Tâches à réaliser.
A: Citez le passage de l'extrait compris entre « Dans un second » et « de protection sociale. », bornes incluses.
B: D'après l'extrait, en quelle année le gouvernement a-t-il autorisé le regroupement familial ?
C: Selon l'extrait, quels espaces subsistent encore dans quelques régions du monde ? Listez-les tous.

Extrait retenu.
=======

Une des particularités de la France (du fait de sa situation géographique) est d’avoir toujours été une terre de rencontres (brutales ou conviviales) et à ce titre, nous sommes donc tous des enfants d’immigrés (plus ou moins lointains).
 
L’arrivée de personnes en provenance de pays musulmans n’est pas récente mais s’est accentuée depuis 1974, année où le gouvernement, en autorisant le regroupement familial, a acté la transformation d’une immigration de travail (qui satisfaisait bien un patronat à la recherche d’un salariat docile et malléable) en immigration de peuplement (tout en se préoccupant bien peu des indispensables mesures éducatives d’intégration qu’il aurait fallu mettre en œuvre à l’époque).
 
Dans un second temps et depuis une bonne décennie, le capitalisme triomphant et sa recherche permanente de profits toujours plus exponentiels qui écrase les peuples à travers le monde a poussé de nombreuses personnes de ces mêmes pays à vouloir rechercher une relative sécurité dans les quelques régions du monde où subsistent encore quelques espaces de paix, de liberté et de protection sociale.
 
Et c’est ainsi que notre communauté nationale compte maintenant plusieurs millions de citoyens ou d’étrangers de culture ou de religion musulmane.

=======

Entrées de données.

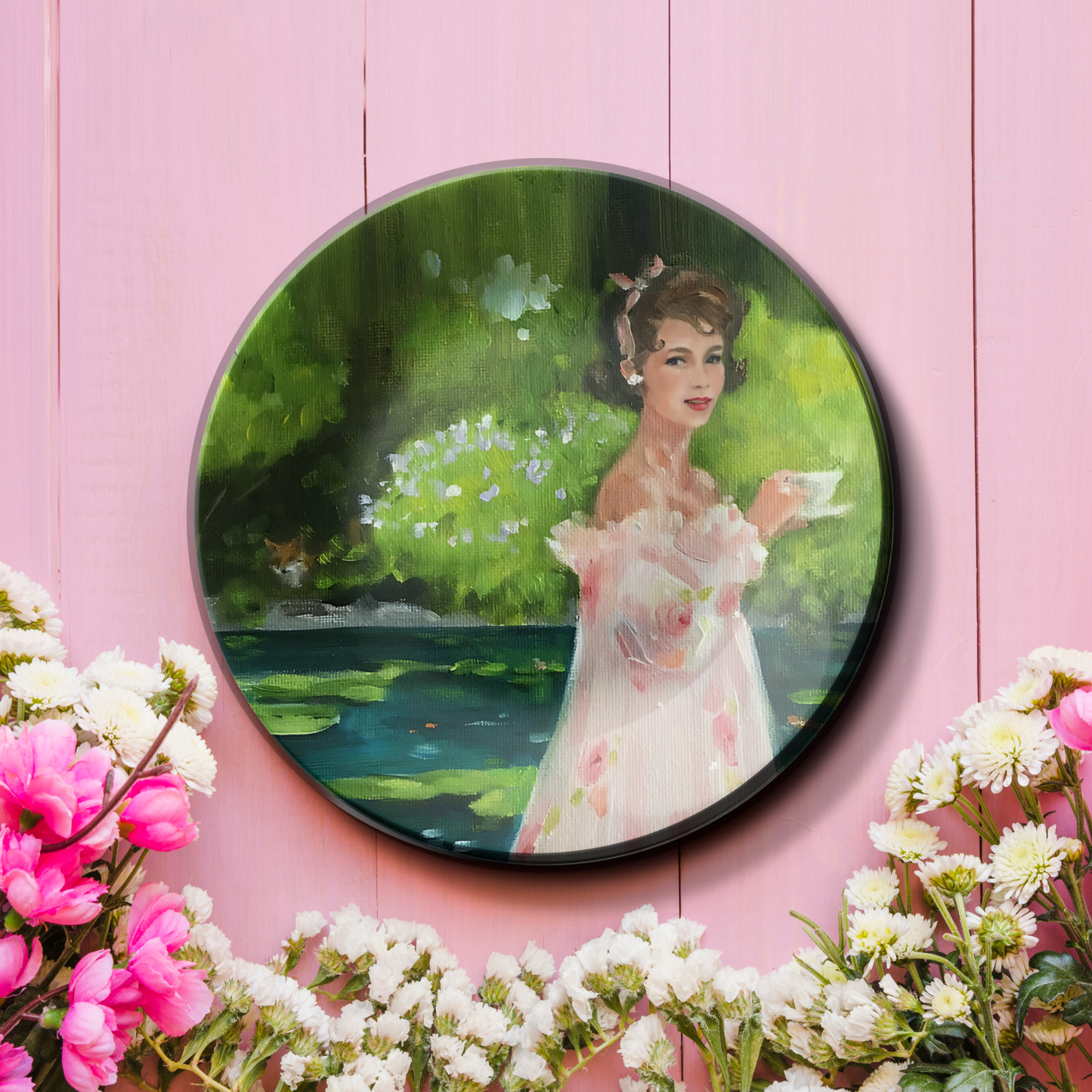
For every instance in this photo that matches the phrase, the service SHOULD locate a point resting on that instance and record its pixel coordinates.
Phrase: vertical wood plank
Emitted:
(451, 85)
(29, 285)
(843, 131)
(203, 149)
(1033, 184)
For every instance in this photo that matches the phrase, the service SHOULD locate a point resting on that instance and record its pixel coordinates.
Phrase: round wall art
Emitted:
(543, 515)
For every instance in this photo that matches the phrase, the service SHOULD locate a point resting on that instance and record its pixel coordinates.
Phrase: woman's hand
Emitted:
(777, 505)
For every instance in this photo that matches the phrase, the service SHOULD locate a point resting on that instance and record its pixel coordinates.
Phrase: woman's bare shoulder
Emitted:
(623, 493)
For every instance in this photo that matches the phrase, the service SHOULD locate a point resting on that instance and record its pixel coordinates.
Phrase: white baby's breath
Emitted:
(907, 839)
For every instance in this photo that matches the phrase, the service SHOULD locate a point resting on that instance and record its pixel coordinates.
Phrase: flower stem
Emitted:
(110, 805)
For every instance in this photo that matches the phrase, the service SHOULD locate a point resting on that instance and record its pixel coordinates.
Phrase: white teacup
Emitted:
(820, 486)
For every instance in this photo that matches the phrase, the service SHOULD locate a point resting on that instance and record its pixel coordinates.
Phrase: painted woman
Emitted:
(667, 711)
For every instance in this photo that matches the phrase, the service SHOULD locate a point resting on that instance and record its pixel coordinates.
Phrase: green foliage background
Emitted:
(362, 375)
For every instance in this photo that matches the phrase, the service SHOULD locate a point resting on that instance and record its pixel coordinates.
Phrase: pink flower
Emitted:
(1072, 719)
(156, 814)
(17, 967)
(41, 775)
(46, 888)
(172, 991)
(14, 1069)
(92, 1043)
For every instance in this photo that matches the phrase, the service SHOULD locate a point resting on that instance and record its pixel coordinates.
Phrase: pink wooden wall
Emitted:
(926, 164)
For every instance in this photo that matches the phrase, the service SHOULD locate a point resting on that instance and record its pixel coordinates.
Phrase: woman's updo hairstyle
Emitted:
(702, 299)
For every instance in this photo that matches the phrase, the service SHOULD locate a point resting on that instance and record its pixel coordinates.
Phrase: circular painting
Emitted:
(543, 515)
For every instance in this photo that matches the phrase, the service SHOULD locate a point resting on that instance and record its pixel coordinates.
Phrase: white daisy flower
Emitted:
(973, 714)
(112, 669)
(957, 874)
(1025, 859)
(885, 1078)
(885, 936)
(647, 1047)
(22, 645)
(179, 664)
(191, 759)
(902, 781)
(1032, 685)
(122, 719)
(1007, 745)
(45, 684)
(873, 888)
(947, 999)
(907, 839)
(940, 780)
(1052, 1033)
(198, 903)
(1069, 663)
(1010, 930)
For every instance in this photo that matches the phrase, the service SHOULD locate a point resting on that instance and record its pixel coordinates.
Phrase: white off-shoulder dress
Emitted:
(665, 711)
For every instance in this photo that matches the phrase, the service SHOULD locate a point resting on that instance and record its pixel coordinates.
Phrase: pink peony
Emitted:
(156, 814)
(41, 775)
(46, 888)
(172, 991)
(14, 1069)
(1072, 719)
(93, 1045)
(17, 967)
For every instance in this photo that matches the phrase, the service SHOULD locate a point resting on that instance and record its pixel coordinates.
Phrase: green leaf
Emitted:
(970, 1076)
(1055, 973)
(920, 1082)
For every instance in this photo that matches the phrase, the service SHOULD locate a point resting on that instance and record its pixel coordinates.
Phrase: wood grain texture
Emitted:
(842, 132)
(203, 147)
(1033, 184)
(29, 284)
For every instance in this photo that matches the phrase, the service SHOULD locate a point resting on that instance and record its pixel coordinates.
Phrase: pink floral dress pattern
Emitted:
(667, 711)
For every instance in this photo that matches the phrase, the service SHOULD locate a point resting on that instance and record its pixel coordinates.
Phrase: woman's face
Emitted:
(684, 379)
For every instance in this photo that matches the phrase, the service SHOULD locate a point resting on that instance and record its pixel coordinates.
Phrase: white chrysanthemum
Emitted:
(902, 781)
(1007, 745)
(112, 669)
(940, 780)
(947, 999)
(800, 1079)
(191, 759)
(907, 839)
(871, 888)
(641, 920)
(29, 602)
(45, 684)
(1052, 1035)
(973, 714)
(537, 961)
(885, 1078)
(883, 935)
(122, 719)
(647, 1047)
(22, 645)
(1070, 663)
(1025, 859)
(1010, 930)
(309, 923)
(198, 903)
(181, 663)
(957, 874)
(1032, 685)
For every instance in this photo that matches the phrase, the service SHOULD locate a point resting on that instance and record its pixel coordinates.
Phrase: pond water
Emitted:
(436, 732)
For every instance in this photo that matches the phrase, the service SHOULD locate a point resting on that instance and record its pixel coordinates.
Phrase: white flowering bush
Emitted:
(933, 982)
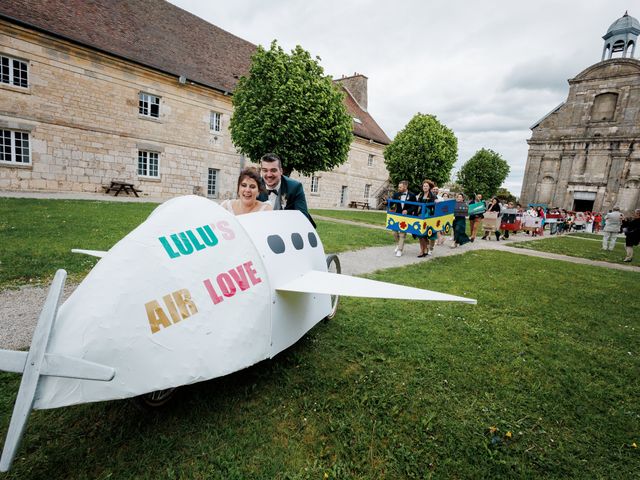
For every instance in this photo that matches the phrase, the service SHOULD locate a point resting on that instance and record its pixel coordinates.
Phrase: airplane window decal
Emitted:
(276, 244)
(313, 240)
(297, 241)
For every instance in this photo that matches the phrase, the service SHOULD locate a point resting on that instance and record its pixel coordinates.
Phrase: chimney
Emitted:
(357, 87)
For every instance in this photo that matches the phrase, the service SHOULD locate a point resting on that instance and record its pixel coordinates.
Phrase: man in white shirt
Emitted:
(613, 223)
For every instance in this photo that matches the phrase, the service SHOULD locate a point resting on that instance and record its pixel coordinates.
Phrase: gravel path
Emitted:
(19, 309)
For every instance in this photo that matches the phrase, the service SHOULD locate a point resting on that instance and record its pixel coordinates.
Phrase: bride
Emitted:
(249, 187)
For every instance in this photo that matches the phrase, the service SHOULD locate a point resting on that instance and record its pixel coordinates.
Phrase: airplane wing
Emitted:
(335, 284)
(93, 253)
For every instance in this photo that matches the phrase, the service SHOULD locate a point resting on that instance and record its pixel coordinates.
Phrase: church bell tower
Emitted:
(622, 36)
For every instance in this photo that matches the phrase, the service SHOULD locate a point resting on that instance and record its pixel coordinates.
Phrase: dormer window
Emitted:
(149, 105)
(14, 72)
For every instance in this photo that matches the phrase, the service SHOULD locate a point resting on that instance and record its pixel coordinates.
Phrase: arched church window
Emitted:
(629, 51)
(604, 107)
(618, 46)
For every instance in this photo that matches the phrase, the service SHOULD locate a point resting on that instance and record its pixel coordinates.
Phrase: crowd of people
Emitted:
(269, 189)
(511, 218)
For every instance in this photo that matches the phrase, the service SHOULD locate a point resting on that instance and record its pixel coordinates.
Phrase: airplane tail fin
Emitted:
(35, 363)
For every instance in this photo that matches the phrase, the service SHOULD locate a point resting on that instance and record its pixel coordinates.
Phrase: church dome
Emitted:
(623, 24)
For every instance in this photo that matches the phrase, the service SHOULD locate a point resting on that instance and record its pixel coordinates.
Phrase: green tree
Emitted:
(286, 105)
(483, 173)
(506, 196)
(424, 149)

=======

Jeu de réponses.
A:
Dans un second temps et depuis une bonne décennie, le capitalisme triomphant et sa recherche permanente de profits toujours plus exponentiels qui écrase les peuples à travers le monde a poussé de nombreuses personnes de ces mêmes pays à vouloir rechercher une relative sécurité dans les quelques régions du monde où subsistent encore quelques espaces de paix, de liberté et de protection sociale.

B: En 1974.

C: Paix, liberté, protection sociale.